== Exercise material

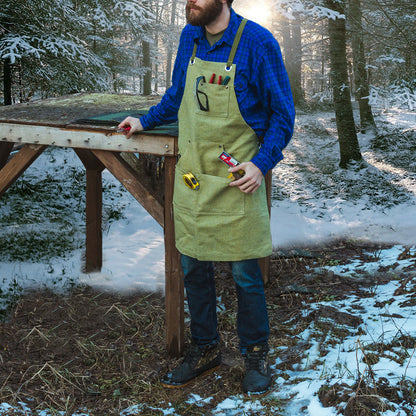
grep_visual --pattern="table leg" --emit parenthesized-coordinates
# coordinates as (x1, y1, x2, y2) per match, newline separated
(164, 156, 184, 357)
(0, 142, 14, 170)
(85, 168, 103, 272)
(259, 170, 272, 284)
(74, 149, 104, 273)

====
== Exercise material

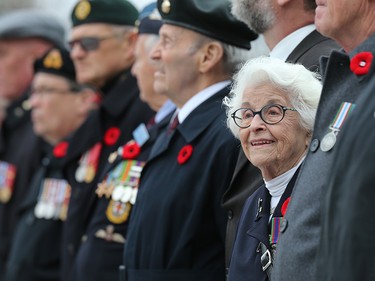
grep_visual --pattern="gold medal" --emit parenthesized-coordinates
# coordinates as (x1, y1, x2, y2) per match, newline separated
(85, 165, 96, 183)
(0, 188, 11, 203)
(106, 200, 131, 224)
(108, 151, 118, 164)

====

-- Exercise details --
Wherever the string "emit" appears in a line of the records, copy that line.

-- Answer to the exercise --
grep_visual --pattern="table leg" --emit parenthesized-coordinates
grep_visual --pattern="gold medal" --emit parenthesized-coordinates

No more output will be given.